Carry on the passage about U.S. oil and gas production overtaking Russia's, picking up right after its last sentence.

**PASSAGE:**
(begin)

The U.S. is overtaking Russia as the world’s largest crude oil and natural gas producer due to the extraction of unconventional sources of hydrocarbons, the Wall Street Journal reported Wednesday.
Oil and gas output in the U.S. in July was equivalent to about 22 million barrels per day, compared with Russia’s forecast of an average 21.8 million barrels per day in 2013.
The rapid increase in U.S. crude oil and natural gas output can be attributed to the extraction of the commodities from shale formations. These resources have contributed to the U.S. producing 14 percent more of its own energy now vs. 2005, according to data from the Energy Information Agency.
Thanks to hydraulic fracturing, or fracking, and the ability to drill horizontally, oil and gas production in the U.S. has skyrocketed. Fracking is a drilling technique that blasts millions of gallons of water and chemicals to fracture rock formations deep beneath the surface and release petroleum. The drilling technique has been heavily criticized, and some environmentalists contend that fracking contaminates groundwater.

(end)

**Detection examples:**
(begin)

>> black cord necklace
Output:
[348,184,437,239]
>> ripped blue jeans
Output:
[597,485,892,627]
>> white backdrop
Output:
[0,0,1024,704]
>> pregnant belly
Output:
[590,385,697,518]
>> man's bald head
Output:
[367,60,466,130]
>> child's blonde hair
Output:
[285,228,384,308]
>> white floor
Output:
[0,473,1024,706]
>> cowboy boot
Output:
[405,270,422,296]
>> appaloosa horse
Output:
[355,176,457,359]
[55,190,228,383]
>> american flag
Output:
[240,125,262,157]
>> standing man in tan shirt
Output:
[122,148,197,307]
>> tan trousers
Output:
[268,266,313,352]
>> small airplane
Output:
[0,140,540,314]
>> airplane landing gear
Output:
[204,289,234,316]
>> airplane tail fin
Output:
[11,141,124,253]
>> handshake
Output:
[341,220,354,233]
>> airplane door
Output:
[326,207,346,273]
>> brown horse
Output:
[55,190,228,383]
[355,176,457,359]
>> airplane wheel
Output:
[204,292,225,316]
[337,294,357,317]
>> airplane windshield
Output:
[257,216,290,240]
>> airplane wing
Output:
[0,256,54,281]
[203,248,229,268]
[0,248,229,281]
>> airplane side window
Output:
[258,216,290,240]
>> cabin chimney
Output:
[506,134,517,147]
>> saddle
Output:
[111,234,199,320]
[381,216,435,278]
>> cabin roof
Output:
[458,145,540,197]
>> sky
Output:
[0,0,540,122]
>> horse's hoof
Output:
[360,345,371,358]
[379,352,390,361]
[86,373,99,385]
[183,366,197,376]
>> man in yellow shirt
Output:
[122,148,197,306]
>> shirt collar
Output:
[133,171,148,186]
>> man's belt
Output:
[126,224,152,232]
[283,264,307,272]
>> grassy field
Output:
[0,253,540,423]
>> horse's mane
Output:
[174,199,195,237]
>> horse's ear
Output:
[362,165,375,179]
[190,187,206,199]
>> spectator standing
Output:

(end)

**ANSWER TO THIS PROBLEM:**
U.S. imports of natural gas and crude oil in the past five years have fallen 32 percent and 15 percent, respectively, and the U.S. may soon be in a position to start exporting its energy resources.
In fact, many countries that rely heavily on energy-related imports are eyeing the U.S. as a source for diversifying their energy mix and helping to lower costs.
India, for example, is limited in developing its own shale gas and looks to the U.S. as a possible supplier.
India became the world's sixth-largest importer of liquefied natural gas (LNG) in 2011 and is the fourth-largest energy consumer in the world after the United States, China and Russia, according to the U.S. Energy Information Administration.
“As India's energy needs continue to rise and the U.S. looks to expand the marketplace for its vast cache of energy resources, our partnership stands to be strengthened even further,” Nirupama Rao, Indian ambassador to the U.S., wrote in an op-ed piece in the Wall Street Journal in April.
“A boost in LNG exports would have many positive effects on both the U.S. and Indian economies,” Ambassador Rao said. “For the U.S. it would help create thousands of jobs … For India, it would provide a steady, reliable supply of clean energy … reliable energy to a greater share of our population.”
U.S. Department of Energy is currently reviewing at least two-dozen projects involving the building of LNG export terminals.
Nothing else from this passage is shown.